**Short task**
Lay out every line of the records below as a JSON list of strings, one string per line, with blank lines omitted.

**Material for the task**
──────
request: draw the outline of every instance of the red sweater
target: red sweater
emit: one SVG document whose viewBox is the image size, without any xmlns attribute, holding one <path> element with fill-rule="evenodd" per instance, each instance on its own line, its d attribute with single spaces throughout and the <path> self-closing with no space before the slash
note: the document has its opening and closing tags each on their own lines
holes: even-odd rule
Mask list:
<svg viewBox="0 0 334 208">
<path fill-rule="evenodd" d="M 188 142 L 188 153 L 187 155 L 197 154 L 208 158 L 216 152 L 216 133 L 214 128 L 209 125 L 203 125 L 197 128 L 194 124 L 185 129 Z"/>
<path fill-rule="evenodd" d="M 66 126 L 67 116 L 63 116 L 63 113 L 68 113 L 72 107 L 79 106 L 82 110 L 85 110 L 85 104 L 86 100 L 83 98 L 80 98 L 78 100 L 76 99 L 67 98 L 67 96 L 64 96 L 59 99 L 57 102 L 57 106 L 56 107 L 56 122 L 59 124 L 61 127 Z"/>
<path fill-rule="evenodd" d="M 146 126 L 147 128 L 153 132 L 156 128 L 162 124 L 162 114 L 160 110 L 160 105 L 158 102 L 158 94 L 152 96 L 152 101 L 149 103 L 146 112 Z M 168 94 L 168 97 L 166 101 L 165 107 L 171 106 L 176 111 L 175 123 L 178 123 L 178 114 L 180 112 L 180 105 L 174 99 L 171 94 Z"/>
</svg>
──────
**Full solution**
[
  "request: draw the outline of every instance of the red sweater",
  "target: red sweater",
  "emit: one SVG document whose viewBox is the image size, without any xmlns attribute, holding one <path> element with fill-rule=\"evenodd\" per instance, each instance on its own line, its d attribute with single spaces throughout and the <path> self-closing with no space before the slash",
  "note: the document has its opening and closing tags each on their own lines",
  "holes: even-odd rule",
  "Mask list:",
  "<svg viewBox=\"0 0 334 208\">",
  "<path fill-rule=\"evenodd\" d=\"M 188 142 L 188 153 L 187 155 L 197 154 L 208 158 L 216 152 L 216 133 L 214 128 L 209 125 L 203 125 L 197 128 L 194 124 L 185 129 Z\"/>",
  "<path fill-rule=\"evenodd\" d=\"M 66 126 L 67 116 L 63 116 L 63 113 L 68 113 L 72 107 L 79 106 L 82 110 L 85 110 L 85 104 L 86 100 L 83 98 L 80 98 L 78 100 L 76 99 L 67 98 L 67 96 L 64 96 L 59 99 L 57 102 L 57 106 L 56 107 L 56 122 L 59 124 L 61 127 Z\"/>",
  "<path fill-rule=\"evenodd\" d=\"M 146 126 L 147 128 L 153 132 L 156 128 L 162 124 L 162 114 L 160 110 L 160 105 L 158 102 L 158 94 L 152 96 L 152 101 L 149 103 L 146 112 Z M 168 94 L 168 97 L 166 101 L 165 107 L 171 106 L 176 111 L 175 123 L 178 123 L 178 114 L 180 112 L 180 105 L 174 99 L 171 94 Z\"/>",
  "</svg>"
]